**WRITTEN INSTRUCTION**
How many lines in the entries below contain the string "query"? Reply with the number alone.

────────────────

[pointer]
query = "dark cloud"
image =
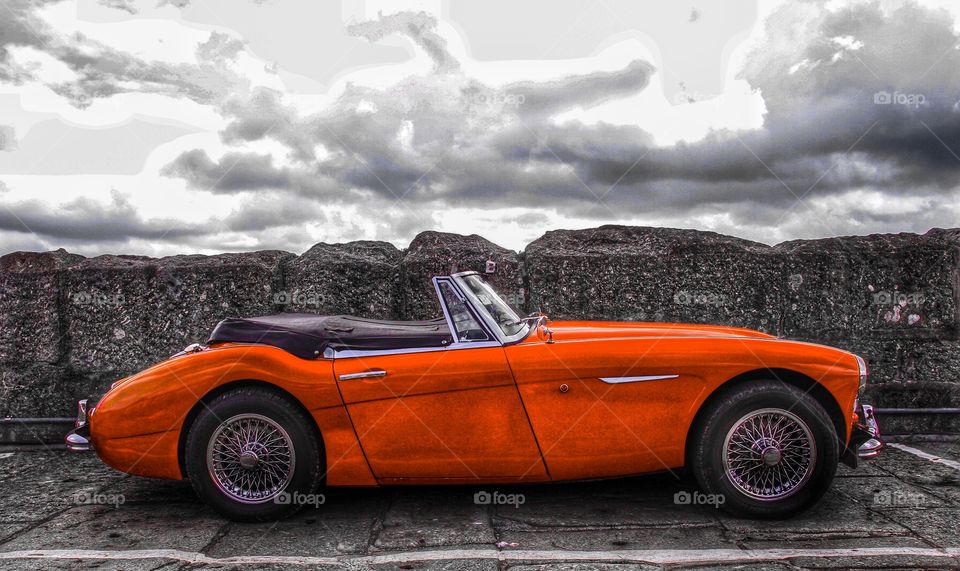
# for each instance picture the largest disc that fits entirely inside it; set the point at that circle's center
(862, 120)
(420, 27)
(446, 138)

────────────────

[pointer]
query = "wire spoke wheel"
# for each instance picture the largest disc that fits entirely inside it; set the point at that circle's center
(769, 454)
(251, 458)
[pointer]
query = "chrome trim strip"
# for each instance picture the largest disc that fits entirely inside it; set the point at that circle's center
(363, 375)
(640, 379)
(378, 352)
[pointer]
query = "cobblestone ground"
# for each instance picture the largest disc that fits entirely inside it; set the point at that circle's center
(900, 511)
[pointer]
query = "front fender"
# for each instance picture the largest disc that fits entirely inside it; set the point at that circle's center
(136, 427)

────────────────

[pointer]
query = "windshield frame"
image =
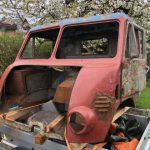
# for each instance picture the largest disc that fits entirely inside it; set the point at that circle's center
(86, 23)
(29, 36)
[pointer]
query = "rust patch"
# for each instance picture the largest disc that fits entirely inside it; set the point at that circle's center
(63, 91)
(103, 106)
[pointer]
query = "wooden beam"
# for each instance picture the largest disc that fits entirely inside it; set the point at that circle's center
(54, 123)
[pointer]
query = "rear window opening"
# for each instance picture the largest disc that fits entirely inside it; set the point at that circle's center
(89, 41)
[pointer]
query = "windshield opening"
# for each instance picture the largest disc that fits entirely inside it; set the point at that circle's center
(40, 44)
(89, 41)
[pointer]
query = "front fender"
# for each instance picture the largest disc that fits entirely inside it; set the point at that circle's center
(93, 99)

────────────────

**RESPONSE FOR THIS EXERCISE**
11